**Task objective:** Quote every one of the rows below verbatim, leaving out the pictures.

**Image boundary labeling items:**
# # # # #

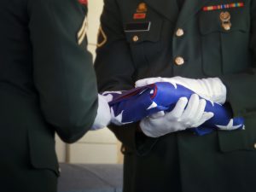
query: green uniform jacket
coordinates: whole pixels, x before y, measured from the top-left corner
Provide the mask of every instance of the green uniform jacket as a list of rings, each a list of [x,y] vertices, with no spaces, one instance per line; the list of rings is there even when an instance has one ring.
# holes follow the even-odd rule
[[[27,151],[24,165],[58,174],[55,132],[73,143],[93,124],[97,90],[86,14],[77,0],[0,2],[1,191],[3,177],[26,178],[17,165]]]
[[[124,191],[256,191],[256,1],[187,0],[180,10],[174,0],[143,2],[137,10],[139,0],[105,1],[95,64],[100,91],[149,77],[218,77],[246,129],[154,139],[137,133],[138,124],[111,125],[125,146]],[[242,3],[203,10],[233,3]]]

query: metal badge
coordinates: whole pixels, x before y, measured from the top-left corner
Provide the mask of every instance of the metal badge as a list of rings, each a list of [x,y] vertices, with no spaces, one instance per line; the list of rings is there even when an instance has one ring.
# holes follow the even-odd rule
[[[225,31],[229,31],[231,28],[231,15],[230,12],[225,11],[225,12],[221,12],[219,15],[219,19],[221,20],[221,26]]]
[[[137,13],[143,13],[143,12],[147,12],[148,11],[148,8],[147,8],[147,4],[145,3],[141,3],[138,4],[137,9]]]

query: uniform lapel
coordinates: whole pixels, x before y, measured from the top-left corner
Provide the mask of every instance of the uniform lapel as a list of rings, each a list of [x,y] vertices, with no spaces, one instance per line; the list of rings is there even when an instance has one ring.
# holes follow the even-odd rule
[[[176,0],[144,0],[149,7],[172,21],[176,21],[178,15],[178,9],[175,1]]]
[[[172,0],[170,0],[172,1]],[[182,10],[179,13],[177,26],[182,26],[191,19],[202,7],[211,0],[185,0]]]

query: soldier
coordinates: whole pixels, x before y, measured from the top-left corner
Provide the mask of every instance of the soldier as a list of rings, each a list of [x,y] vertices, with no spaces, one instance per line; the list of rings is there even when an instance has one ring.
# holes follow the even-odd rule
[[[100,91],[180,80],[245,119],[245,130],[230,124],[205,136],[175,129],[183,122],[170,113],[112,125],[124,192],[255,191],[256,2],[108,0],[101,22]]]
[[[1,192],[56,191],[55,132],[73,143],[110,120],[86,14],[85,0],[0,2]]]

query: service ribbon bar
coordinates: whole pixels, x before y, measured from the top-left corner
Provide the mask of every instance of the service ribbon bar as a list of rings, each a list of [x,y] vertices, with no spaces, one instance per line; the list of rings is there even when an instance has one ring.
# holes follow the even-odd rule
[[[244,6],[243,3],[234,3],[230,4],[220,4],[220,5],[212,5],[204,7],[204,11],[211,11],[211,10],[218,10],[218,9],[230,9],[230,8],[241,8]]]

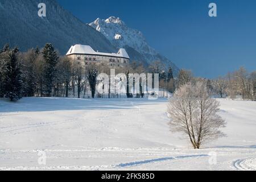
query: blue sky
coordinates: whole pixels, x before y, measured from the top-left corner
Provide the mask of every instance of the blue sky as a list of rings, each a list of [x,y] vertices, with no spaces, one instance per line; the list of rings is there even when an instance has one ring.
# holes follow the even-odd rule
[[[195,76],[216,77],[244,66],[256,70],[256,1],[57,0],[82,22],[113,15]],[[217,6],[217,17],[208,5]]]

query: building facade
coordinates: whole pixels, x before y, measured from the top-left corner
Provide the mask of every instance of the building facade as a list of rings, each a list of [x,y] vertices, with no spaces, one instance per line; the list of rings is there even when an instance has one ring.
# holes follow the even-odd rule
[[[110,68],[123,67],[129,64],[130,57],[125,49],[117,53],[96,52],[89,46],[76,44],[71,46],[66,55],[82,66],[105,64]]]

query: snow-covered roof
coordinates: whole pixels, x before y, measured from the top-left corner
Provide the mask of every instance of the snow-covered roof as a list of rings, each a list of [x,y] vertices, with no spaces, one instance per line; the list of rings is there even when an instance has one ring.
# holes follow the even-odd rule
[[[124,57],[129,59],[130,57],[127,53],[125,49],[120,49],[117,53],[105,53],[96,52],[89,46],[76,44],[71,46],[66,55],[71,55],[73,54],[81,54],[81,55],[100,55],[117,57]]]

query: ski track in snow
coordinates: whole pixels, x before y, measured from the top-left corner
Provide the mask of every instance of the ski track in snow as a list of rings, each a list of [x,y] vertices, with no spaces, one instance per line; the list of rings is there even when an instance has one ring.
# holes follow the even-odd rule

# # # # #

**Written solution:**
query: green uniform jacket
coordinates: whole pixels, x before y, measured from the top-left corner
Provide the mask of every instance of the green uniform jacket as a list of rings, each a list of [x,y] vertices, with no spaces, one instance per line; the list of rings is there even when an instance has one ring.
# holes follow the even-odd rule
[[[27,151],[24,165],[58,174],[55,132],[73,143],[93,124],[97,90],[86,14],[77,0],[0,2],[1,191],[3,177],[26,178],[17,165]]]
[[[124,191],[256,191],[256,1],[187,0],[180,10],[174,0],[143,2],[137,10],[139,0],[105,1],[95,64],[100,91],[149,77],[218,77],[246,129],[154,139],[137,133],[138,124],[111,125],[125,146]],[[242,3],[203,10],[233,3]]]

query: metal badge
coordinates: whole pixels, x before y, measured from the top-left corner
Provide the mask of every instance of the metal badge as a list of rings, each a list of [x,y] vertices, with no spaces, one instance per line; the list of rings is there even when an instance has one ring.
# holes follow the even-odd rule
[[[225,31],[229,31],[231,28],[231,15],[230,12],[225,11],[225,12],[221,12],[219,15],[219,19],[221,20],[221,26]]]
[[[137,13],[143,13],[143,12],[147,12],[148,11],[148,8],[147,8],[147,4],[145,3],[141,3],[138,4],[137,9]]]

query: uniform lapel
coordinates: whole pixels, x before y, measured from the top-left corner
Provide the mask of every instance of the uniform lapel as a list of rings, each a list of [x,y] vertices, with no spaces, one instance per line; the list of rings is there even when an instance has one ring.
# holes follow the even-odd rule
[[[176,0],[144,0],[149,7],[172,21],[176,21],[178,15],[178,9],[175,1]]]
[[[172,0],[170,0],[172,1]],[[182,10],[179,13],[177,26],[182,26],[191,19],[202,7],[211,0],[185,0]]]

query: soldier
coordinates: whole pixels, x before y, measured from the top-left corner
Provide the mask of every instance of the soldier as a list of rings, each a list of [x,y] vertices, with no spaces, one instance per line; the list of rings is there even when an instance has one ring.
# holes follow the even-odd rule
[[[100,91],[180,80],[245,119],[245,130],[230,124],[205,136],[175,129],[183,122],[170,113],[112,125],[124,192],[255,191],[256,2],[108,0],[101,22]]]
[[[1,192],[56,191],[55,132],[73,143],[110,120],[86,14],[85,0],[0,2]]]

query: service ribbon bar
coordinates: whole pixels, x before y, measured from the top-left corner
Provide the mask of every instance of the service ribbon bar as a list of rings, each a list of [x,y] vertices, with no spaces, one instance per line; the list of rings is there even when an instance has one ring.
# holes follow the even-odd rule
[[[244,6],[243,3],[234,3],[230,4],[220,4],[220,5],[212,5],[204,7],[204,11],[211,11],[211,10],[218,10],[218,9],[230,9],[230,8],[241,8]]]

query: blue sky
coordinates: whole pixels, x before y, measured from the top-left corner
Provide the mask of every instance of the blue sky as a list of rings, each a list of [x,y] vertices, with no spaces, one instance per line; the list of rings is there even when an instance has one ring.
# holes follow the even-odd rule
[[[195,76],[216,77],[244,66],[256,70],[256,1],[57,0],[82,22],[113,15]],[[217,6],[217,17],[208,5]]]

query: building facade
coordinates: whole pixels, x before y, measured from the top-left corner
Provide the mask of every instance of the building facade as a list of rings, each a list of [x,y] vertices, with no spaces, one instance per line; the list of rings is there even when an instance has one ring.
# holes follow the even-odd rule
[[[110,68],[123,67],[129,64],[130,57],[125,49],[117,53],[96,52],[89,46],[76,44],[71,46],[66,55],[82,66],[105,64]]]

query: snow-covered roof
coordinates: whole pixels, x before y, measured from the top-left corner
Provide the mask of every instance of the snow-covered roof as a list of rings, each a list of [x,y] vertices, with no spaces, one instance per line; the list of rings is there even when an instance has one ring.
# holes follow the even-odd rule
[[[124,57],[129,59],[130,57],[127,53],[125,49],[120,49],[117,53],[105,53],[96,52],[89,46],[76,44],[71,46],[66,55],[71,55],[73,54],[81,54],[81,55],[100,55],[117,57]]]

query: ski track in snow
coordinates: whole pixels, x before y, measured from the top-left corner
Provide the mask of every instance of the ski track in snow as a list of rings, each a list of [x,y] vertices, with no spaces, one instance per line; the list of rings is there even when an instance has one ring.
# holes follow the even-odd rule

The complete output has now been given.